**Objetivo planteado A**
¿Puedes repetir, palabra por palabra, el fragmento del texto sobre la corrupción en el Perú que empieza en "Los escándalos de" y termina en "de las cosas."?

**Texto dado**
* * * *

Los escándalos de que involucran a altos magistrados del sistema de justicia (y otros) han generado justificada indignación en un gran sector de los peruanos. Dicha irritación ha movilizado a miles de ciudadanos para reclamar cambios sustantivos en el sistema político. Sin embargo, otro sector de la ciudadanía ha tenido una reacción pasiva, incluso indiferente. Para estos últimos, la corrupción es un dato de la realidad y la asumen como el estado natural de las cosas.

La naturalización de la corrupción ha ganado tanto terreno en el Perú que en algunos casos se trata de faltas evidentes asumidas ya ni siquiera con resignación sino con complacencia. Como un designio inevitable, un “así son las cosas”. Por ejemplo, se sabe que para llevar adelante una obra pública licitada, lo más probable es que haya una coima de por medio, o que para un trámite en una municipalidad o instancia judicial haya que “portarse” con una propina.

En otros casos los actos corruptos pasan inadvertidos o quizás no se asumen como tales, sino se subsumen dentro de lo que llamamos “informalidad”. Por ejemplo, para conseguir un puesto en la burocracia estatal a través de un CAS se confeccionan términos de referencia ad hoc para la talla del “amigo postulante” o el hecho de que pujantes microempresas y start-ups –algunas promovidas por el propio Estado– no entreguen comprobantes de pago en todas sus transacciones. La corrupción a nivel cotidiano se ha apoderado de nuestros usos y costumbres y está en las acciones menos obvias. Refiero la sentencia del presidente de la Cámara Peruana del Libro, José Alvariño, al respecto: “comprar un libro pirata es un acto de corrupción”.

La corrupción ha penetrado gran parte de nuestras relaciones sociales. Es un tipo de intercambio aceptado, una suerte de moneda de uso corriente que se asienta en nuestro ethos antiestatal. La prevalencia de este tipo de prácticas se alimenta, en gran parte, de las percepciones de las instituciones estatales como inútiles o ineficientes al momento de cumplir sus funciones de protección ciudadana o provisión de servicios públicos. En la mente de quien comete un tipo de infracción corrupta subyace la convicción de que “el Estado es de nadie” (en contraposición a que “el Estado es de todos”).

* * * *

**Registros de datos**
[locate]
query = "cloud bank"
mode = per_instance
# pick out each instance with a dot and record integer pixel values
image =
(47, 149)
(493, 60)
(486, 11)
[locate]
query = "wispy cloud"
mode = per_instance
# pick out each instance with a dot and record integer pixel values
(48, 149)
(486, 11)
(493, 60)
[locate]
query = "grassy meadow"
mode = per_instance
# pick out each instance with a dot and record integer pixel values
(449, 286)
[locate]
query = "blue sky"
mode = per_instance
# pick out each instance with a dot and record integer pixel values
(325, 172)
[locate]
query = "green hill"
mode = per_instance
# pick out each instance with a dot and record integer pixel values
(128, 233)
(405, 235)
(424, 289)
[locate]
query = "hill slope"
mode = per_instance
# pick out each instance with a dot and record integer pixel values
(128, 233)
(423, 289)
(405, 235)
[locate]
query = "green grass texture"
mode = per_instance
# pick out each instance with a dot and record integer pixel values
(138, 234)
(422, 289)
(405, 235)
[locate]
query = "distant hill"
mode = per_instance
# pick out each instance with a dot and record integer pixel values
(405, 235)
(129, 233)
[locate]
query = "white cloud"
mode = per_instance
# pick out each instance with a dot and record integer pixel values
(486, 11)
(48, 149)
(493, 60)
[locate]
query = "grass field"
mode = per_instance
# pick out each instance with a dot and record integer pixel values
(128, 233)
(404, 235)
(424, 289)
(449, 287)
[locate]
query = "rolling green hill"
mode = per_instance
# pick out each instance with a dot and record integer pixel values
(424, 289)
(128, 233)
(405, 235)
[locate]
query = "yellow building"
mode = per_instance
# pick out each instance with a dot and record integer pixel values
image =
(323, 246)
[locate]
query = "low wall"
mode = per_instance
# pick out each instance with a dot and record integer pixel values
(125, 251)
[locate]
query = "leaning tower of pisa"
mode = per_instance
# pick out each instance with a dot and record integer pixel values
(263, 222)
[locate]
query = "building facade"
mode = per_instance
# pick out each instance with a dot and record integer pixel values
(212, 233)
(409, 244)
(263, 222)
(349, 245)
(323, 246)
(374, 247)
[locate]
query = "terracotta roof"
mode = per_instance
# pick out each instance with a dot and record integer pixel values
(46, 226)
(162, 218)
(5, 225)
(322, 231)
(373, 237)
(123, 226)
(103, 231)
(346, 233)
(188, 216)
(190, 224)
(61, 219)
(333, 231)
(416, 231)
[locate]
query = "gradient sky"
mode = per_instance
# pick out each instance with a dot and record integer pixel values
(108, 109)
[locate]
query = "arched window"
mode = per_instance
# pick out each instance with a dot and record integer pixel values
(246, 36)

* * * *

**Objetivo planteado B**
¿Puedes devolver sin cambios cada línea de los registros que contenga la cadena "green"?

**Respuesta correcta A**
Los escándalos de que involucran a altos magistrados del sistema de justicia (y otros) han generado justificada indignación en un gran sector de los peruanos. Dicha irritación ha movilizado a miles de ciudadanos para reclamar cambios sustantivos en el sistema político. Sin embargo, otro sector de la ciudadanía ha tenido una reacción pasiva, incluso indiferente. Para estos últimos, la corrupción es un dato de la realidad y la asumen como el estado natural de las cosas.

**Respuesta correcta B**
query = "green hill"
query = "green grass texture"
query = "rolling green hill"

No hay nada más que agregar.